◆ **EXERCISE DESCRIPTION**
Only the lines from the one with "job: trace every instance of the building" to the end of the material should be reproduced, exactly and in full, both ends included.
DATA PROVIDED: Begin
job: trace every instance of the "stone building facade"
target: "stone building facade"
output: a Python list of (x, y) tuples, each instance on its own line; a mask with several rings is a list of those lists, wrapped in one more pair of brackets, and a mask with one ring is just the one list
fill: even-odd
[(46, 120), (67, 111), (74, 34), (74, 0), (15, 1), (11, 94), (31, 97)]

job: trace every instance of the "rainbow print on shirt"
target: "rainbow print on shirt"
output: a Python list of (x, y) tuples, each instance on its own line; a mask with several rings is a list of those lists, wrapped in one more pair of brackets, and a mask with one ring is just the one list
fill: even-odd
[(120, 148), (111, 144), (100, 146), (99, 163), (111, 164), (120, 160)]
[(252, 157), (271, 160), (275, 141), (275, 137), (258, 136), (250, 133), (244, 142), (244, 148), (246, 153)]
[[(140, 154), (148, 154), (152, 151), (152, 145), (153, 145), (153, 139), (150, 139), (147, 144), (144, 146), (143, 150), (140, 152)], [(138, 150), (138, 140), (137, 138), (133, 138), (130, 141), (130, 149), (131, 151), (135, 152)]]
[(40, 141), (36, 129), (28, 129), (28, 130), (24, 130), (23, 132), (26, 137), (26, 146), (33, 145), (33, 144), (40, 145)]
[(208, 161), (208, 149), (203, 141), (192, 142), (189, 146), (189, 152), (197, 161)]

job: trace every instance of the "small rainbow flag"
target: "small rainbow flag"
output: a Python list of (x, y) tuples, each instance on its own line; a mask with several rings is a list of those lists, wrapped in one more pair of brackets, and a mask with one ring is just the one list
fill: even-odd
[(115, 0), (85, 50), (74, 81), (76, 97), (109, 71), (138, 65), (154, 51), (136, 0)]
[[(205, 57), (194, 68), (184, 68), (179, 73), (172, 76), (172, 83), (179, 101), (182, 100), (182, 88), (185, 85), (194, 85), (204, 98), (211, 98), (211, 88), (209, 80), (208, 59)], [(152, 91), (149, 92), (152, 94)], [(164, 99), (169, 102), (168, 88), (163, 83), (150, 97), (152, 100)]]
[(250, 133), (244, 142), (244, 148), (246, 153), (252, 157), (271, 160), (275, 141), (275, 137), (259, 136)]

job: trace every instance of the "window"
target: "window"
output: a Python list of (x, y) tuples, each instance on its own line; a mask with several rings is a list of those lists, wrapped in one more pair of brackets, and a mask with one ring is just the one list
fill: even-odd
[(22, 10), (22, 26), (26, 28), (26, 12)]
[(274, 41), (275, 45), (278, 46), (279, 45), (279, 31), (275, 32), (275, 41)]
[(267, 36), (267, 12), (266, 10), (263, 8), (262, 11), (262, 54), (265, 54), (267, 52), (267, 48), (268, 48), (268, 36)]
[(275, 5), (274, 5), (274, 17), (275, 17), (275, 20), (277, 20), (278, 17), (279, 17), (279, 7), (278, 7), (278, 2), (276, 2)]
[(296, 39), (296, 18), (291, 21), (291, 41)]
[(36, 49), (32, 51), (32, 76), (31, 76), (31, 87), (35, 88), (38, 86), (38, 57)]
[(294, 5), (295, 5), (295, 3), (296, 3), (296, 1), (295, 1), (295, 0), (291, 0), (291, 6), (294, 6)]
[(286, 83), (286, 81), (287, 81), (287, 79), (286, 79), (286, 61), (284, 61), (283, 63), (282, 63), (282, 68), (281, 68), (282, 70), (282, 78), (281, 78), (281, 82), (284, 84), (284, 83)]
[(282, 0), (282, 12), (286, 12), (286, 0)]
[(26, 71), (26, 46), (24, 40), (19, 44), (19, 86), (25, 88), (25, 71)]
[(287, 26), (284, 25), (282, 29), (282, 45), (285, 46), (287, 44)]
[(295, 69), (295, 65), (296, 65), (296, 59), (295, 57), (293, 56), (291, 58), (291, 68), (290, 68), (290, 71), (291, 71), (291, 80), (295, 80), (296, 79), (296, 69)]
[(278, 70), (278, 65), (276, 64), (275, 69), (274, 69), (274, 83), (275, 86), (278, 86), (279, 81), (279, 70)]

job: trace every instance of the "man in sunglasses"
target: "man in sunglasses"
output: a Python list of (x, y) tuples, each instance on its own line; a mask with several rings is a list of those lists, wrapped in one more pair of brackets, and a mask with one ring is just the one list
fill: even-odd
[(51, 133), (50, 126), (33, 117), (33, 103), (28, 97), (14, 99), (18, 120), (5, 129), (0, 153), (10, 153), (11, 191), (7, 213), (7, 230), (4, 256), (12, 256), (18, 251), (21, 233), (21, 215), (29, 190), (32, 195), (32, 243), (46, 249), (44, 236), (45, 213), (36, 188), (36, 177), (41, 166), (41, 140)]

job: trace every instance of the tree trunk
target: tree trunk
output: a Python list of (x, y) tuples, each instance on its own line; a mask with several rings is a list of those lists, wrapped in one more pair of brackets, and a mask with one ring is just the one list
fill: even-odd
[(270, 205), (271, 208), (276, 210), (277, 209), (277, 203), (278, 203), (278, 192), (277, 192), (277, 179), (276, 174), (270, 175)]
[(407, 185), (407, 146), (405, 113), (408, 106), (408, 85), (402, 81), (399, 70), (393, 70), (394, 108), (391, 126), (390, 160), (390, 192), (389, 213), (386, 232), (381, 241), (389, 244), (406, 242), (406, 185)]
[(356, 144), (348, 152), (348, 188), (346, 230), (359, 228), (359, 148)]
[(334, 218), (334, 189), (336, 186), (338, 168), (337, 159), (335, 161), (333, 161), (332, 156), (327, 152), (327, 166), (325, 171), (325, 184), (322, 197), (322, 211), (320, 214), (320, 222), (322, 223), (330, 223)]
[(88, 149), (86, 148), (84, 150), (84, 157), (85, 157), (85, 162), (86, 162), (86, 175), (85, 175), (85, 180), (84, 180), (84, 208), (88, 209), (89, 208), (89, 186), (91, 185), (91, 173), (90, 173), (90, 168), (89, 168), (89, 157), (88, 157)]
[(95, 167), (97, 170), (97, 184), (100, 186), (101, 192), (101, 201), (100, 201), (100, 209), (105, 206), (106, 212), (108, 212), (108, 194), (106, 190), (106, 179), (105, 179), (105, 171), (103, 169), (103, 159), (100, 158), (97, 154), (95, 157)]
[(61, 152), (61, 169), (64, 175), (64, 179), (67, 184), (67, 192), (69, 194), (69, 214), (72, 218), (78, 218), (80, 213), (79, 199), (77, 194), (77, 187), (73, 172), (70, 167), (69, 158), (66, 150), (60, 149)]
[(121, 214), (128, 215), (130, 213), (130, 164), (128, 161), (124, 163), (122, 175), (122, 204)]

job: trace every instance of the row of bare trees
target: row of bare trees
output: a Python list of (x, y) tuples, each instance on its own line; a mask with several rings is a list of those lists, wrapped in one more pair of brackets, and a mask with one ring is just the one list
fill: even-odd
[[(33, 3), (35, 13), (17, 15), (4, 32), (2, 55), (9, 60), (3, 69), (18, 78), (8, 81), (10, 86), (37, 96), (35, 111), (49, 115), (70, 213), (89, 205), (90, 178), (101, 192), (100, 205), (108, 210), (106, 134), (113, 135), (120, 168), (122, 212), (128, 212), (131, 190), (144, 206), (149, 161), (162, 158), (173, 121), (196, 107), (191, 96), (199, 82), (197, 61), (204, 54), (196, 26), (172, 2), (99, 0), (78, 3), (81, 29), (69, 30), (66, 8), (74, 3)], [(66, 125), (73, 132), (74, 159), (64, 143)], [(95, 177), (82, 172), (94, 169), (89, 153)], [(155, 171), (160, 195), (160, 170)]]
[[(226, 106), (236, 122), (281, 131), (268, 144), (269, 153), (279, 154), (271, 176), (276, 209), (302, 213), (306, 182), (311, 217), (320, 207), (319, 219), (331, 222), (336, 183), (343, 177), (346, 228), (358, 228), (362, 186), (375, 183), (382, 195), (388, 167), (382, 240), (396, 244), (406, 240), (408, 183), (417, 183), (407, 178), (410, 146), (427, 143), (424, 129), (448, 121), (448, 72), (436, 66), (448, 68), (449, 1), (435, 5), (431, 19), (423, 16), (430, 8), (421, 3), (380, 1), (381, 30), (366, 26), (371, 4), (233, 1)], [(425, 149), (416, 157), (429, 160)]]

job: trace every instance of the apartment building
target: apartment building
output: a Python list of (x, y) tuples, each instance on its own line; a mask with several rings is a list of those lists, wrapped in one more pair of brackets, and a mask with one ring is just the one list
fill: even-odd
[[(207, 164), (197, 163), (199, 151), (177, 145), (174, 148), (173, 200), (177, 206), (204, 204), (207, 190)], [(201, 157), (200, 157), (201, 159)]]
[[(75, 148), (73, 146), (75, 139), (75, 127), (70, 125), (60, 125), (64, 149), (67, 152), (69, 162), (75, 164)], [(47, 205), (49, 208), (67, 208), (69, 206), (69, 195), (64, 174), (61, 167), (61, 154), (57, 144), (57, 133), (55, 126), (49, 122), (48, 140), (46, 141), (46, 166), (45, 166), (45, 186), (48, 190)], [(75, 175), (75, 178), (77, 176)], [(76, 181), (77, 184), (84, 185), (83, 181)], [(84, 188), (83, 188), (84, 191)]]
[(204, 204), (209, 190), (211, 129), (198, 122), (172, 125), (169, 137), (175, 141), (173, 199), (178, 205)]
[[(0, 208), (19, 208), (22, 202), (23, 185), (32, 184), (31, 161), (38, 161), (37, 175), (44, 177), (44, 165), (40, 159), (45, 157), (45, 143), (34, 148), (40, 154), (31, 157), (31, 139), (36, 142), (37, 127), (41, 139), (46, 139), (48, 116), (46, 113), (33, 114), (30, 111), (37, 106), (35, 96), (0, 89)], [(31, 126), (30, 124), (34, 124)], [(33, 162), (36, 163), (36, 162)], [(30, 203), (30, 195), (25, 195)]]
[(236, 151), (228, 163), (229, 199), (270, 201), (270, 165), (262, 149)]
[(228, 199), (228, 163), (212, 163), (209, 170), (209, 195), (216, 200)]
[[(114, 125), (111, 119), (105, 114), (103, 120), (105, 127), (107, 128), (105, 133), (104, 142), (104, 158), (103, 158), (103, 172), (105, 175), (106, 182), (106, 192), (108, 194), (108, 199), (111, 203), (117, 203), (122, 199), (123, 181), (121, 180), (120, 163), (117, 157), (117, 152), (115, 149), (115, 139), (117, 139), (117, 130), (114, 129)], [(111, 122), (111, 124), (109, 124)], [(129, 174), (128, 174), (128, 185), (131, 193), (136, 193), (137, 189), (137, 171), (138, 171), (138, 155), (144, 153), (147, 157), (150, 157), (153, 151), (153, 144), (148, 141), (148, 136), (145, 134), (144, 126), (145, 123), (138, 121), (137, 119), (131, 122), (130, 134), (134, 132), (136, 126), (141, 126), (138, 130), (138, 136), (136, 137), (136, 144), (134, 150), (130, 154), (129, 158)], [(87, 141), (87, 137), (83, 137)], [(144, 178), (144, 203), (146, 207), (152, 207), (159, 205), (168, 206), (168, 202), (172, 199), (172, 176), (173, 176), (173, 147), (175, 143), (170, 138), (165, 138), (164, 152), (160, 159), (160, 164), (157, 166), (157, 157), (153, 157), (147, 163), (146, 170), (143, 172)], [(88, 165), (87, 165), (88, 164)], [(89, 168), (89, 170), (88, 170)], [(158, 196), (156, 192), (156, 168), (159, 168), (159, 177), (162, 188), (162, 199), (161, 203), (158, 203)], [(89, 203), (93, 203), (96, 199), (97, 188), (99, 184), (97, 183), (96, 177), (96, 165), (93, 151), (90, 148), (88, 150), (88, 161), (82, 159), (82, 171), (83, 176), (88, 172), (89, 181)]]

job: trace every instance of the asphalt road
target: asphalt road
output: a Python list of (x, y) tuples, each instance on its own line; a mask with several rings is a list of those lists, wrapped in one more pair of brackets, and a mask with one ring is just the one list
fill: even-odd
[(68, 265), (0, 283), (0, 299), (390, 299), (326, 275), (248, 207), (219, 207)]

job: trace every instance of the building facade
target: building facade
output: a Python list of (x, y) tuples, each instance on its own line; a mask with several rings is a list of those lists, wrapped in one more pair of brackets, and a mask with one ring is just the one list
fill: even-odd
DATA PROVIDED: End
◆ **WRITTEN RESPONSE**
job: trace every instance of the building facade
target: building facade
output: a Python list of (x, y) tuples, each instance on its own line; a mask with several rings is a list of those lists, wrapped in one more pair of brackets, and a mask with one ring is just the one list
fill: even-odd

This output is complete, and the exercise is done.